STATED PROBLEM:
Rewrite the stretch of the records from the start through the line containing "121L11 123L11 126L16", changing "sandstone rock" to "granite boulder" and leaving everything else unchanged. Return only that stretch.

= = =

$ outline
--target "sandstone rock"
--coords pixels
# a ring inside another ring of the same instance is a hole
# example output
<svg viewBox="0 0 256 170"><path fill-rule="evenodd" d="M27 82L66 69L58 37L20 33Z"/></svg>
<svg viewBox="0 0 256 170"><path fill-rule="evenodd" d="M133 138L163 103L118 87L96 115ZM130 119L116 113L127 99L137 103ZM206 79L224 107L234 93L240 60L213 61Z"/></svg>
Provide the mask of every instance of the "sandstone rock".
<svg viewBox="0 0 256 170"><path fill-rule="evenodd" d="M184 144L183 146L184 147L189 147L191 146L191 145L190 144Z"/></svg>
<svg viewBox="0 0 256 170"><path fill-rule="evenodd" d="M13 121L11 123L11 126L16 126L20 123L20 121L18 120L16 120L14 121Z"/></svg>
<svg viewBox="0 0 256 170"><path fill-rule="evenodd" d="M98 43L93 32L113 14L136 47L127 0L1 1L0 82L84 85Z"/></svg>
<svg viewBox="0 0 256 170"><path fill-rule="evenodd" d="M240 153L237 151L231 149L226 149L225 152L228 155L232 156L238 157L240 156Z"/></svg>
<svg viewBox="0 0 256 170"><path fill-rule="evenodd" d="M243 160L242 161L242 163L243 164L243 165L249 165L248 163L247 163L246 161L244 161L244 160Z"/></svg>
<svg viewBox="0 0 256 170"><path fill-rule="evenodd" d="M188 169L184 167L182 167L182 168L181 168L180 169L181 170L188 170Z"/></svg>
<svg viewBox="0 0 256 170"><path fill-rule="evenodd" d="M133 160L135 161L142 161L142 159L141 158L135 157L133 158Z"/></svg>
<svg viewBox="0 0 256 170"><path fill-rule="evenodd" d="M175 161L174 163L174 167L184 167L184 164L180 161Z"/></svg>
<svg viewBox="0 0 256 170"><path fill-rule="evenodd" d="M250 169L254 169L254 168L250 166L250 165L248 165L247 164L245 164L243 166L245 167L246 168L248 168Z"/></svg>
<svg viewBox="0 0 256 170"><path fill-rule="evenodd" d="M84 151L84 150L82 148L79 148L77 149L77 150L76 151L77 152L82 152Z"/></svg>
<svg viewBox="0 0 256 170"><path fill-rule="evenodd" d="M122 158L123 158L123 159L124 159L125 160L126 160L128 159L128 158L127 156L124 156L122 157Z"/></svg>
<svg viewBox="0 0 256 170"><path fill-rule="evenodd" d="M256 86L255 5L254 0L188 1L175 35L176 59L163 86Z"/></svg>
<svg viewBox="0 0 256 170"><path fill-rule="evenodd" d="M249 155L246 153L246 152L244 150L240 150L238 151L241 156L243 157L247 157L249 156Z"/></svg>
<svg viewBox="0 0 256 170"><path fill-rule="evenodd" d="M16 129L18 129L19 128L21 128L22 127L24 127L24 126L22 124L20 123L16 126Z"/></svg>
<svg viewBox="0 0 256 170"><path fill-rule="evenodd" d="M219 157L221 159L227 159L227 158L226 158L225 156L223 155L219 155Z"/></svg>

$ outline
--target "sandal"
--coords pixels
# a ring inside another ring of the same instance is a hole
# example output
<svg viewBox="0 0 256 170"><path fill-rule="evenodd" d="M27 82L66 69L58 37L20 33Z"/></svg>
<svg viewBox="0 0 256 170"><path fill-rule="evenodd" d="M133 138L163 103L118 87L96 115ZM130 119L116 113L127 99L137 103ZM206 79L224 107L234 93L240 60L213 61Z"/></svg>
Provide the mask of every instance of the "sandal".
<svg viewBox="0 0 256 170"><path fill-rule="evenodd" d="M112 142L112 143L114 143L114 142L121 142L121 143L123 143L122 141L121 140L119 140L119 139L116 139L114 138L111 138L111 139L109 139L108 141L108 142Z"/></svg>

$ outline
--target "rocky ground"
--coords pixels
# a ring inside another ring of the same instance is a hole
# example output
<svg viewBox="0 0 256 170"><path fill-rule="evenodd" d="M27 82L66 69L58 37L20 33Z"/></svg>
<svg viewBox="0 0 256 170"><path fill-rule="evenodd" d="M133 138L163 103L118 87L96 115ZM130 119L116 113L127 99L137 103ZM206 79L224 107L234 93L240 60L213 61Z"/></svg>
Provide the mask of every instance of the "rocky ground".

= = =

SOLUTION TO THE EXERCISE:
$ outline
--target "granite boulder"
--coords pixels
# a ring inside another ring of the same instance is a hole
# example output
<svg viewBox="0 0 256 170"><path fill-rule="evenodd" d="M27 82L66 69L58 37L20 33Z"/></svg>
<svg viewBox="0 0 256 170"><path fill-rule="evenodd" d="M133 138L163 103L118 87L96 115ZM130 119L116 113L127 99L137 103ZM206 79L224 107L234 93L240 60L213 61Z"/></svg>
Provide the mask of every instance of the "granite boulder".
<svg viewBox="0 0 256 170"><path fill-rule="evenodd" d="M184 144L183 146L184 147L189 147L191 146L191 145L190 144Z"/></svg>
<svg viewBox="0 0 256 170"><path fill-rule="evenodd" d="M13 121L11 123L11 126L16 126L20 123L20 121L18 120L16 120L14 121Z"/></svg>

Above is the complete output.